» **EXERCISE DETAILS**
Give the entries back exactly, dropping each image.

» **DATASET ENTRIES**
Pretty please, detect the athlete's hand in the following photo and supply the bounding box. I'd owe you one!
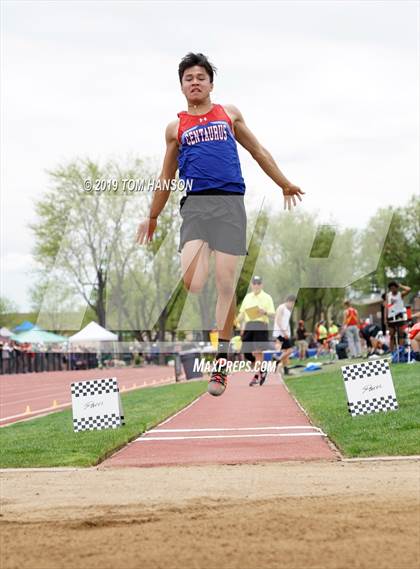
[136,218,157,245]
[283,184,305,211]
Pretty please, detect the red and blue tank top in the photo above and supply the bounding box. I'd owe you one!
[177,103,246,194]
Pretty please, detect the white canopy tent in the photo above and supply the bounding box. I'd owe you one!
[68,322,119,351]
[0,327,13,338]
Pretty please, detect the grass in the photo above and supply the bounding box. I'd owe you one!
[285,362,420,457]
[1,361,418,467]
[0,381,207,468]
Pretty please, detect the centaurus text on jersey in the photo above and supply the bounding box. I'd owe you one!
[177,103,246,194]
[183,122,228,145]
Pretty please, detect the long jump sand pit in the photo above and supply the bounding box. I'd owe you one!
[1,460,419,569]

» **COMPLETED EXERCISE**
Pretty please, detect the athlete's hand in the following photo and supply the bounding box. I'd owe you one!
[136,218,157,245]
[283,184,305,211]
Pretty please, detect the red and blue tank top in the photo above and supply the bounding box. I'd owe you one!
[177,103,246,194]
Pretty please, detect the white canopy tent in the photo above and supply the bounding box. I'd owe you one!
[68,322,119,351]
[0,327,13,338]
Pretty please, detect the grass in the photo above and supply the bounding box. I'd owe you one!
[285,362,420,457]
[1,361,418,467]
[0,381,207,468]
Pretty please, detect the centaurus text on jersey in the photo above and supply the bounding box. I'd owe you one!
[177,103,246,194]
[183,122,228,145]
Pretty please, detect the long jump sand pit in the photo above and supply the bounding box. I'd owe you one!
[1,460,419,569]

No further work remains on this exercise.